> Task brief:
Copy the listing word for word, from its first line through the line that contains "[187,412,199,443]", including that line.
═══ Task material
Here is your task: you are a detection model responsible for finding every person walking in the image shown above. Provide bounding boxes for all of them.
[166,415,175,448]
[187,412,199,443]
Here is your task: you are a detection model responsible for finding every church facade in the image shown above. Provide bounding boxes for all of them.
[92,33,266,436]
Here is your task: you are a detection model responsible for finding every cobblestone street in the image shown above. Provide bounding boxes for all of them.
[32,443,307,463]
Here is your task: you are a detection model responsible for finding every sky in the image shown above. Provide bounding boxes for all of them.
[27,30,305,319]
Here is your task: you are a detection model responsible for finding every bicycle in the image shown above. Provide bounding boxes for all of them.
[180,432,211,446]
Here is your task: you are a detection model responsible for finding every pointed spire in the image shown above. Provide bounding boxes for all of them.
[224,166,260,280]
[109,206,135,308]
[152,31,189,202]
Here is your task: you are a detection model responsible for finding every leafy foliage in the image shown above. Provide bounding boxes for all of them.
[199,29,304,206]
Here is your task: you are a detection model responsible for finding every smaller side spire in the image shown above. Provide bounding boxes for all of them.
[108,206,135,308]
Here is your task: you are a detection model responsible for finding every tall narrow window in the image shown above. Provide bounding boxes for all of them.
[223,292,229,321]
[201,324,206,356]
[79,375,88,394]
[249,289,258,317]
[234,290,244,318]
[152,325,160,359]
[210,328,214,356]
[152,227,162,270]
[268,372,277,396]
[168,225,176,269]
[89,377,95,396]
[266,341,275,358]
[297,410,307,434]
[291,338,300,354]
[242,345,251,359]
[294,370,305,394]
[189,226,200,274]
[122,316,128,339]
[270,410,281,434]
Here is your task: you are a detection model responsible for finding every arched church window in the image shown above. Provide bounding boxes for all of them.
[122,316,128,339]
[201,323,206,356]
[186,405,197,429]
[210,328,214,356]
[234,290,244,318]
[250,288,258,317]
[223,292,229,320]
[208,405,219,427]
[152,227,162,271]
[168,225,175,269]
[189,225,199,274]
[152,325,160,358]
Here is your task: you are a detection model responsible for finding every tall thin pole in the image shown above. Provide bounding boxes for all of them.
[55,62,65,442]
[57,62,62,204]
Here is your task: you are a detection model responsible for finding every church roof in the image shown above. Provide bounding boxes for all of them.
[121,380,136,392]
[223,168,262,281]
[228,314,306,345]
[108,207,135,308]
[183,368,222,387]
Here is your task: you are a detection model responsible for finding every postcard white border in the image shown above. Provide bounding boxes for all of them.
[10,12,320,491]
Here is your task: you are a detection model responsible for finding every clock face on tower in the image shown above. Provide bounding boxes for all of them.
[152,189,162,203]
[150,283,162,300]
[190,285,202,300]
══════
> Response to the task:
Here is your task: you are a detection model responsible for finding every person walking in the image shown above. Provide bounding boxes for all of them.
[166,415,175,448]
[187,412,199,443]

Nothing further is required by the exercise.